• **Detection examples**
----
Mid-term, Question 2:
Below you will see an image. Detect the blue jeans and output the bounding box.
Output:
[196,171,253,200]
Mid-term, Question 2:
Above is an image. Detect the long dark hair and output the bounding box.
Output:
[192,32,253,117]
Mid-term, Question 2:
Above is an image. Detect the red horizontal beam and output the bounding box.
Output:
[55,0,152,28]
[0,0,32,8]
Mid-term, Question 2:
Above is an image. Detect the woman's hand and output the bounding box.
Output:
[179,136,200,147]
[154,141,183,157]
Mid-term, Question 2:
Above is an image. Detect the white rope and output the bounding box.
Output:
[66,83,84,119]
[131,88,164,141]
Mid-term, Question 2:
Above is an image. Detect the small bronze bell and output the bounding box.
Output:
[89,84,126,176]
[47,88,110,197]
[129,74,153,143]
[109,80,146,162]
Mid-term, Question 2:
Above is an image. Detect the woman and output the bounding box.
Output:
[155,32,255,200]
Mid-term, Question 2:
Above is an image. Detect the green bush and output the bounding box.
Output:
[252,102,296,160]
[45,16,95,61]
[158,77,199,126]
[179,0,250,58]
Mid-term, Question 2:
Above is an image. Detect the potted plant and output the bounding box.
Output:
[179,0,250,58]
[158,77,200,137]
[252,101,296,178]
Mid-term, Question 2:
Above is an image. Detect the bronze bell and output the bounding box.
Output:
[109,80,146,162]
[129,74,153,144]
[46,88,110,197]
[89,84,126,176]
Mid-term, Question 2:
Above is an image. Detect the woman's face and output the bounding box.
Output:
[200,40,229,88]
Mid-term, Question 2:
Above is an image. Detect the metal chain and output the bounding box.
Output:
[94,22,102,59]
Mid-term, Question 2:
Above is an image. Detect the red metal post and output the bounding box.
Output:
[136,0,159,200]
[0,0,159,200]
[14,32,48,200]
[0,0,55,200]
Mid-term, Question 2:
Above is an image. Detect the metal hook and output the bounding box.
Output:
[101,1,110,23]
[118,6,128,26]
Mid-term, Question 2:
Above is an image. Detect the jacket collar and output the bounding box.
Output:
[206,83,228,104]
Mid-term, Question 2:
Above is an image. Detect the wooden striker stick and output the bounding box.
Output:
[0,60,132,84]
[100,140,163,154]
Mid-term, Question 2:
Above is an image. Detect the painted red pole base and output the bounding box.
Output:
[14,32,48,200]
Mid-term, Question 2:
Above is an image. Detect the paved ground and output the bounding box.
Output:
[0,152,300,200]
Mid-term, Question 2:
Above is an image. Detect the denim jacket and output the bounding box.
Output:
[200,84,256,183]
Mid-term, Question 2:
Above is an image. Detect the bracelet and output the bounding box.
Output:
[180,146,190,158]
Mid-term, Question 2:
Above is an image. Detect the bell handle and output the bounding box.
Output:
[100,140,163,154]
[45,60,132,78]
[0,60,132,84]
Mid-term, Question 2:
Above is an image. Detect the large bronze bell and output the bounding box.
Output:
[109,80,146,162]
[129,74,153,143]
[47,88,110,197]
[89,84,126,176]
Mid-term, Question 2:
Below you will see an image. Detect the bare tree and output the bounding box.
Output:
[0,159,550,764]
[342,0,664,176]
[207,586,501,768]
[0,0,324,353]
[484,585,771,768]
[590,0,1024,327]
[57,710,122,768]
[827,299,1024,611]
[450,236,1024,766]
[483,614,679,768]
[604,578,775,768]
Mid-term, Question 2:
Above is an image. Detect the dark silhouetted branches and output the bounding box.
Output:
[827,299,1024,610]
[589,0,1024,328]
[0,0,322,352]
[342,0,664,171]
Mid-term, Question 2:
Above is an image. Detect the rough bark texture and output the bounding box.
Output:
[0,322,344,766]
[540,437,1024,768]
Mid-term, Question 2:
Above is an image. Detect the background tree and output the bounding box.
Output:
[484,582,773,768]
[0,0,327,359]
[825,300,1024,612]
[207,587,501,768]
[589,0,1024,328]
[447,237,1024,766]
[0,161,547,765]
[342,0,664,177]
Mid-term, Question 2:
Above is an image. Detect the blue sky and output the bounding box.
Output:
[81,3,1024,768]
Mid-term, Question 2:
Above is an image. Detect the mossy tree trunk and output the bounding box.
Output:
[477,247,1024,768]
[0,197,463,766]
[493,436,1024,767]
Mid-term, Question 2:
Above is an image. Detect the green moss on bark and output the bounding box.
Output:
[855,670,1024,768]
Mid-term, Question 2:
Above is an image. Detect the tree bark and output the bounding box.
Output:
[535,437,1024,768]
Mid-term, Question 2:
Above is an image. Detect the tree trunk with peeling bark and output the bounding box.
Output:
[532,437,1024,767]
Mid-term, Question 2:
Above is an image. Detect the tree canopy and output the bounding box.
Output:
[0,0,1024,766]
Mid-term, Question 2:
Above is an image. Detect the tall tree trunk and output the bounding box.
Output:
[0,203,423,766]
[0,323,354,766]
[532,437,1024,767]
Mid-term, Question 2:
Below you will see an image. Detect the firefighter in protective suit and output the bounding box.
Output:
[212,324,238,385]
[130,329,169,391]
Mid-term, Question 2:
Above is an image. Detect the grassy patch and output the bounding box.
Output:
----
Edit all the records above so that every "bounding box" reads "bounding rectangle", with nothing else changed.

• **Complete answer**
Mid-term, Question 2:
Below you will see an image. Detect the blue jeans and output the bounding rectangle.
Output:
[196,171,253,200]
Mid-term, Question 2:
Above is an image. Detect the long dark hair and output the bounding rectangle.
Output:
[192,32,253,117]
Mid-term, Question 2:
Above is an image. Detect the red horizontal beam and output the bounding rectangle.
Output:
[55,0,152,28]
[0,0,32,8]
Mid-term, Question 2:
Above is an image. Detect the woman's hand and output the bounding rectangle.
Output:
[179,136,200,147]
[154,141,183,157]
Mid-term, Question 2:
Above is an image. Detect the white rope and output the bounding rectangle.
Output:
[66,83,84,119]
[131,88,164,141]
Mid-term, Question 2:
Above is an image. Detect the small bronze bell and output the bounding rectangle.
Output:
[89,84,126,176]
[47,88,110,197]
[129,74,153,143]
[109,80,146,162]
Mid-term, Question 2:
Above is an image. Detect the woman and output the bounding rectangle.
Output:
[155,32,255,200]
Mid-term, Question 2:
Above is an image. Detect the green bush and output the bounding rectangle.
Output:
[252,102,296,160]
[45,16,95,61]
[158,77,199,126]
[179,0,250,58]
Mid-term, Question 2:
Above is an image. Detect the potted plant and output the bounding rectangle.
Output:
[179,0,250,58]
[158,77,200,137]
[252,101,296,178]
Mid-term, Question 2:
Above is an image. Detect the bronze bell and output the bounding rectangle.
Output:
[109,80,146,162]
[129,74,153,144]
[46,88,110,197]
[89,84,126,176]
Mid-term, Question 2:
Above is an image. Detect the woman's face and output the bounding rectangle.
Output:
[200,40,229,88]
Mid-term, Question 2:
Above is an image. Detect the metal chain and output the bounding rectangle.
Output:
[94,22,102,59]
Mid-term, Question 2:
Above is an image. Detect the red metal post and output the bounding rectangle.
Output:
[136,0,159,200]
[0,0,159,200]
[14,32,48,200]
[0,0,55,200]
Mid-term, Question 2:
Above is an image. Detect the metal hook and output the bounding rectangle.
Output:
[101,1,110,23]
[118,6,128,26]
Mid-term, Question 2:
Above is an image. Detect the jacket collar and output the bounding rectangle.
Output:
[206,83,228,104]
Mid-term, Question 2:
Above is an image. Detect the wooden striker stick and output the bounding rectangle.
Output:
[0,60,132,84]
[100,140,163,154]
Mid-term, Question 2:
Above is an image. Detect the painted red pole base and output the bounding rectangle.
Output:
[14,32,48,200]
Mid-term, Question 2:
Above is an image. Detect the paved ground and output the bounding rectangle.
Output:
[0,152,300,200]
Mid-term, Question 2:
Above is an image. Detect the denim jacket and output the bounding rectangle.
Output:
[200,84,256,183]
Mid-term, Question 2:
Above is an image. Detect the bracelet and output the bounding rectangle.
Output:
[180,146,190,158]
Mid-term, Question 2:
Above is an image. Detect the bell handle and output the bounding rectangle.
Output:
[100,140,163,154]
[45,60,132,78]
[0,60,132,84]
Mid-term, Question 2:
Above is an image. Detect the large bronze bell and output the bounding rectangle.
Output:
[109,80,146,162]
[129,74,153,143]
[47,88,110,197]
[89,84,126,176]
Mid-term, Question 2:
Below you will see an image. Detect the bare tree and output the bounding rectangle.
Output:
[0,159,550,764]
[342,0,664,176]
[207,586,501,768]
[0,0,324,353]
[484,585,771,768]
[590,0,1024,327]
[57,710,122,768]
[827,299,1024,611]
[450,236,1024,766]
[483,614,679,768]
[604,578,775,768]
Mid-term, Question 2:
Above is an image. Detect the dark silhouetted branches and output the bounding rectangle.
Output:
[827,299,1024,610]
[589,0,1024,328]
[0,0,322,352]
[342,0,664,171]
Mid-term, Question 2:
Above is an image. Detect the rough bark texture and output the bounding rectangle.
Output:
[0,322,344,766]
[540,437,1024,768]
Mid-term, Question 2:
Above is an image. Detect the background tree and output the bounding rectangle.
Output:
[484,582,773,768]
[0,0,327,359]
[825,300,1024,612]
[207,587,501,768]
[589,0,1024,328]
[447,237,1024,766]
[0,161,547,765]
[342,0,664,177]
Mid-term, Question 2:
Above is an image. Detect the blue sky and output the bounding rectangle.
Output:
[81,3,1024,768]
Mid-term, Question 2:
Above is an image. Detect the mossy tree trunk and output the bounding rectangle.
Output:
[477,247,1024,768]
[0,197,463,766]
[493,436,1024,767]
Mid-term, Question 2:
Above is an image. Detect the green moss on bark and output the bounding rectangle.
Output:
[855,670,1024,768]
Mid-term, Question 2:
Above is an image. Detect the tree bark and output the bounding rectangle.
Output:
[535,437,1024,768]
Mid-term, Question 2:
Above is an image. Detect the tree trunk with peeling bark and output the bounding rectangle.
Output:
[532,437,1024,767]
Mid-term, Question 2:
Above is an image. Detect the tree canopy and output the bounding rectangle.
Output:
[0,0,1024,766]
Mid-term, Question 2:
Above is an image. Detect the tall tree trunk and output the bounding rectangle.
Output:
[0,203,423,766]
[0,323,354,766]
[532,437,1024,767]
Mid-term, Question 2:
Below you will see an image. Detect the firefighter in protective suit and output the bounding rectangle.
Output:
[212,324,238,385]
[130,329,169,391]
Mid-term, Question 2:
Above is an image. Detect the grassy patch and output the bounding rectangle.
Output:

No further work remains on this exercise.